This is what Rainer Maria Rilke recommended in his Letters to a Young Poet:

“So you mustn’t be frightened, dear Mr. Kappus, if a sadness rises in front of you, larger than any you have
ever seen; if an anxiety, like light and cloud-shadows, moves over your hands and over everything you do. You
must realise that something is happening to you, that life has not forgotten you, that it holds you in its hand
and will not let you fall. Why do you want to shut out of your life any uneasiness, any misery, any depression,
since after all you don’t know what work these conditions are doing inside you?
Why do you want to persecute yourself with the question of where all this is coming from and where it is going? Since you know, after all, that you are in the midst of transitions, and you wished for nothing so much as to change.”

It is not easy to stand in the presence of one’s own emotional forces as an attentive observer because they move us so deeply. The observer has to remain relatively detached, while being ‘attacked’ by an emotional onslaught. This can be tough. It seems like a contradiction.

Yet it is precisely the tension affectedness and detachment which enables us to use the natural emotional forces to our advantage.

Detachment here doesn’t mean to be distant and unaffected by the emotional experience. Quite the contrary. You have to be involved in the experience without being swamped by it. You have to feel the emotional storm, even identify with it, yet remain standing strong with the intention to fully grasp the event.

Whenever we receive a piece of emotional information and understand it fully, the energy of the emotion is released and becomes available for inner growth.

Compassion is the key to dissolving the inner tension. We need to practice compassion with our own emotional aspects. They are immature parts of ourselves and need some loving attention.
------
→ SET EXERCISE 1
In the passage on emotional forces, why is it hard to stand before one's own emotions as an attentive observer?
→ SET EXERCISE 2
Write out the passage on emotional forces from "Detachment here doesn’t" to "some loving attention.", swapping "emotional storm" for "emotional tempest".
→ SET EXERCISE 3
According to the passage on emotional forces, what is the key to dissolving the inner tension?

→ SOURCE MATERIAL
------
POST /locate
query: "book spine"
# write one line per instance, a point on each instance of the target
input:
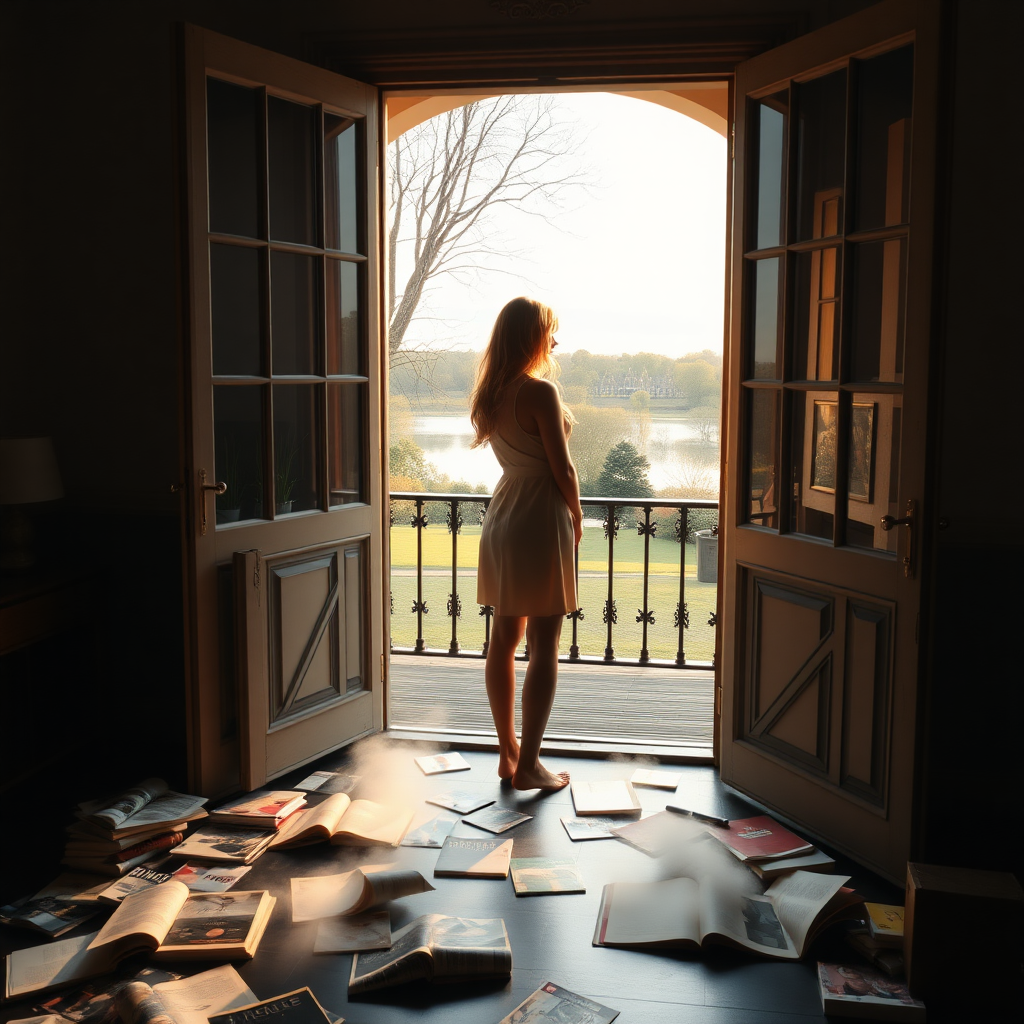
------
→ RESPONSE 1
It is hard because these emotional forces move us so deeply. The observer has to stay relatively detached while being "attacked" by an emotional onslaught.

→ RESPONSE 2
Detachment here doesn’t mean to be distant and unaffected by the emotional experience. Quite the contrary. You have to be involved in the experience without being swamped by it. You have to feel the emotional tempest, even identify with it, yet remain standing strong with the intention to fully grasp the event.

Whenever we receive a piece of emotional information and understand it fully, the energy of the emotion is released and becomes available for inner growth.

Compassion is the key to dissolving the inner tension. We need to practice compassion with our own emotional aspects. They are immature parts of ourselves and need some loving attention.

→ RESPONSE 3
Compassion.